==== Dataset content

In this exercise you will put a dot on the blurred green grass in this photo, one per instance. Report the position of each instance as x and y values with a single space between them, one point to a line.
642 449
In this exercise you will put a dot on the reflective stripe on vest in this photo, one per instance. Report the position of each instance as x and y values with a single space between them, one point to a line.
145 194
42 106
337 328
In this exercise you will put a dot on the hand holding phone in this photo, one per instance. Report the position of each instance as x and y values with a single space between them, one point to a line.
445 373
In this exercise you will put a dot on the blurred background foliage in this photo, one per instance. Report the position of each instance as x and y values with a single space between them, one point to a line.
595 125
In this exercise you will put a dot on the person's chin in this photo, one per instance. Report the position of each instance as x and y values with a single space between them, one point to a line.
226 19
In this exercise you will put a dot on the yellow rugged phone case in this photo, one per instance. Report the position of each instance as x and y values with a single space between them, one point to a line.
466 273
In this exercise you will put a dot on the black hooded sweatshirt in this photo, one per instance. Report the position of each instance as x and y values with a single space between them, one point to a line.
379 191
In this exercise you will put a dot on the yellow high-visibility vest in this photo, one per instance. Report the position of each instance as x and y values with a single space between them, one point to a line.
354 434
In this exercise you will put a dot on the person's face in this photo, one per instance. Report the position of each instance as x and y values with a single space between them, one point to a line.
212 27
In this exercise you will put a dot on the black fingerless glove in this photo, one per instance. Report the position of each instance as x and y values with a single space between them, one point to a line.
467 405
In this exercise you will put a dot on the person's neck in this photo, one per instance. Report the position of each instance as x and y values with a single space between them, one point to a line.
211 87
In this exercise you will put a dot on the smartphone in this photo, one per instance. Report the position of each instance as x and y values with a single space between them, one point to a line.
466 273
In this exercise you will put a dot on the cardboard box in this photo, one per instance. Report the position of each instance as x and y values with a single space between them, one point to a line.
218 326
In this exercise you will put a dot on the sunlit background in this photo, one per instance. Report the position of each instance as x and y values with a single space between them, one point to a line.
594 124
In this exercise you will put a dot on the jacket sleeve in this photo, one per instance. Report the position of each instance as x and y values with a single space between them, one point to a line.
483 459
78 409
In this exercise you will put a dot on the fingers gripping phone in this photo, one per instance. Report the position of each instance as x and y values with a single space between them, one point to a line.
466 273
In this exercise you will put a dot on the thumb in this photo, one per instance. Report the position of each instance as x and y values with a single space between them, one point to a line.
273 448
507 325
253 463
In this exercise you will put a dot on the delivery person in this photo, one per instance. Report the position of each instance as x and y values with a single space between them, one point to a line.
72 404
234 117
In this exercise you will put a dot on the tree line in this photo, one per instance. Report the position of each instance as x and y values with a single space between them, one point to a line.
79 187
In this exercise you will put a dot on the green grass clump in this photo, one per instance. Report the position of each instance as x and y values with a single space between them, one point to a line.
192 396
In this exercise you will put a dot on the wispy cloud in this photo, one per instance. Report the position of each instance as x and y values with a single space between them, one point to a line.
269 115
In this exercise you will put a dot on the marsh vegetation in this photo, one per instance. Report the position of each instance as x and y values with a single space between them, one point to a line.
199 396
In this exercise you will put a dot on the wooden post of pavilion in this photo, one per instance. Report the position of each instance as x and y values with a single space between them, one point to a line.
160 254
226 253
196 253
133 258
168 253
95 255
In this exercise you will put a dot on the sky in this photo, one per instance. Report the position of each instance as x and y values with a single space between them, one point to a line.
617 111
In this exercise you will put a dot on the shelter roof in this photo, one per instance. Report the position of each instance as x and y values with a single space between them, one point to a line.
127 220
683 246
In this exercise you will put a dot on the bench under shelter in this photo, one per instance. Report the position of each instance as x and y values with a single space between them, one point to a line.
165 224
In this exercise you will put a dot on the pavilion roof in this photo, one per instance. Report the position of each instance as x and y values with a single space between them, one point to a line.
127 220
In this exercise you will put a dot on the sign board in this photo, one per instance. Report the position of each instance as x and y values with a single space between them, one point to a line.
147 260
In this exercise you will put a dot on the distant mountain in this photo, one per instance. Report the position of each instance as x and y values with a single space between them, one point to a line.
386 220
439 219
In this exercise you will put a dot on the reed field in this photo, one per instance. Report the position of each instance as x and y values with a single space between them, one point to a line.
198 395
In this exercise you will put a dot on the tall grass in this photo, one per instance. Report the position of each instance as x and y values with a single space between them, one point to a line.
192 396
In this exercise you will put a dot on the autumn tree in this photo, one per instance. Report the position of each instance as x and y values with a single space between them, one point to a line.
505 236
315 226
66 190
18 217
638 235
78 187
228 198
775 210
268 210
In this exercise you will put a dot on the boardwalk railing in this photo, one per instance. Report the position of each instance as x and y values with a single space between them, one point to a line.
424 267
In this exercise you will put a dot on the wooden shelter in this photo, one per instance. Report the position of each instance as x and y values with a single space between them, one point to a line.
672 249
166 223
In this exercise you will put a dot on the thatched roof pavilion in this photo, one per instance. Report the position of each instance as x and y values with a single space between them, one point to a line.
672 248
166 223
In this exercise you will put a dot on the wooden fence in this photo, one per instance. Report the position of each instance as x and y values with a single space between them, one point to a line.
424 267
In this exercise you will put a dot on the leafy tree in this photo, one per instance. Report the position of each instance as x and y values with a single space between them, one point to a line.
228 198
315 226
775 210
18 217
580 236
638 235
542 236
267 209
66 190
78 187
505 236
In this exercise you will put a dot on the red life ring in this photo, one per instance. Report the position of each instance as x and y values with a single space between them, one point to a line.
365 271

========

# Exercise aim:
Nothing in the records should be left out; write all of them out again exactly.

# Task response:
In this exercise you will put a dot on the blurred green grass in this photo, one per instance. Report the position of each instance as x and y values with a single space between them, one point to a line.
642 449
In this exercise you will put a dot on the reflective stripe on vest in this photo, one per instance. Report the position of each instance as x and y values with a single space between them, one point to a line.
145 194
42 106
337 328
In this exercise you will put a dot on the hand holding phone in this photo, one per instance. Report the position of each instance as x and y values with a single space between them, one point to a line.
445 373
In this exercise you will put a dot on the blurred background foliage in this photo, one per instance. Report the position of each instance as x and y values with a single space between them, one point to a line.
595 125
In this exercise you will put a dot on the person's chin in this photo, one per instance. Report the position of each instance as x and y values with a single space between them, one point to a line.
226 19
In this exercise you will put a dot on the yellow rugged phone case in this photo, one per instance. Report the position of each instance as x and y values with a single space between them, one point to a line.
466 273
In this exercise you will put a dot on the black hooded sweatshirt in this photo, one per instance. Report the position of each instance as x and y values with a single space between them, one point to a line.
379 191
In this exercise you will put a dot on the yellow high-visibility vest in this photo, one per instance. Report the position of each instance as x and y values with a single space between them, one point to a line.
354 434
In this exercise you will put a dot on the person's face in this photo, one per instance. Report the position of each instance as x and y values with a single space between them, one point to a line.
212 27
In this exercise you will put a dot on the black fingerless glove in this photo, one per instance. Report the position of each instance as x and y values with a single space between them, one point to a line.
467 405
In this exercise you will put a dot on the person's neck in this photo, one per instance. Report the position of each instance as x and y values with a single space between them, one point to a line.
211 87
In this exercise you will put a dot on the smartphone in this photo, one per instance. Report the position of each instance as x and y values with a single space between them, one point to a line.
466 273
In this exercise you will put a dot on the cardboard box in this photo, one per instance. Report the position of each instance as x and y values with a single space between them, one point to a line.
218 326
In this exercise you will put a dot on the sunlit background in this photo, one per instance. Report the position of each instance as x and y values with a single space between them, one point to a line.
594 124
In this exercise you will put a dot on the jacket sleeve in this photo, one per instance. Report the position of each instance as x and y values with a single space between them, one point to a line.
483 459
78 409
In this exercise you will put a dot on the fingers gripping phone in this photo, one per instance. Report the position of each instance as x and y values with a single space between them, one point to a line.
466 273
In this exercise you will put a dot on the thumb in this photo, one per instance. Report the position of each instance as x and y values with a single space between them, one point to a line.
273 448
507 325
253 463
In this exercise you will put a dot on the delivery person in this photo, one per instance. Report the position of each instance as x and y values with a single space between them, one point to a line.
72 404
234 117
In this exercise you will put a dot on the tree line in this photo, one per instance. Report the position of each instance as x and y values with a single space between them, one point to a line.
79 187
In this exercise you will put a dot on the green grass clump in this photo, one per instance. Report the position of each instance as x and y values with a single space between them, one point to a line.
192 396
In this exercise you will put a dot on the wispy cloud in this photo, one per instance. Report the position of each instance as x and y values with a single space between them, one point to a line.
269 115
In this exercise you will put a dot on the marsh vegetation in this photo, one per instance. Report the position of each instance as x and y values with a single space between them, one point to a line.
199 396
In this exercise you will put a dot on the wooden post of pavilion in this photo, one per instance. Report the position of each instance as x and y values with a single space between them, one point to a line.
160 254
226 253
196 253
133 258
168 253
95 255
In this exercise you will put a dot on the sky in this photo, one per instance. Report the position of each instance as x and y values with a single space between them, one point to a line.
617 111
In this exercise you will put a dot on the shelter roof in this photo, one per instance. Report the position of each instance as x and y values with a single space between them, one point to a line.
127 220
683 246
In this exercise you will put a dot on the bench under shelter in this photo, one per instance. Report the position of each instance as x and y values with a single space between them, one point to a line.
165 224
In this exercise you will put a dot on the pavilion roof in this photo, one per instance. Report the position of each instance as x and y values with a single space between them, one point to a line.
127 220
In this exercise you will put a dot on the sign board in this photo, one per instance. Report the position of each instance as x and y values with a single space between them, one point to a line.
147 260
In this exercise you will put a dot on the distant mountain in this photo, one per instance. Report the position of each instance as x and y values with a single space between them, one point to a line.
386 220
439 219
In this exercise you will put a dot on the reed field in this photo, one per instance. Report the position of each instance as x and y values with a single space between them, one point to a line.
198 395
In this exercise you will put a dot on the tall grass in this photo, one per instance. Report the position of each instance as x and y values with a single space between them, one point to a line.
192 396
In this exercise you will put a dot on the autumn tree in this photo, one per instance. Report the position of each instance as x and y values with a single space between them, one point to a line.
505 236
315 226
66 190
18 217
638 235
78 187
228 198
775 210
268 210
In this exercise you will put a dot on the boardwalk railing in this photo, one per instance. Report the position of each instance as x and y values with a single space between them, one point to a line.
424 267
In this exercise you will put a dot on the wooden shelter in this photo, one per instance. Report the position of each instance as x and y values with a single space between them, one point to a line.
672 249
166 223
In this exercise you will put a dot on the thatched roof pavilion in this photo, one per instance. Report the position of each instance as x and y values with a single space between them, one point to a line.
672 248
166 223
In this exercise you will put a dot on the wooden fence in this photo, one per instance. Report the position of each instance as x and y values with a single space between them, one point to a line.
424 267
In this exercise you will put a dot on the leafy tree in this photo, one per instance. Report the position of each instance as x and y values with a single space between them, one point to a line.
228 198
315 226
775 210
18 217
580 236
638 235
542 236
267 209
66 190
78 187
505 236
In this exercise you will put a dot on the red life ring in this photo, one per instance. Report the position of each instance as x and y values with a single space between them, one point to a line.
365 271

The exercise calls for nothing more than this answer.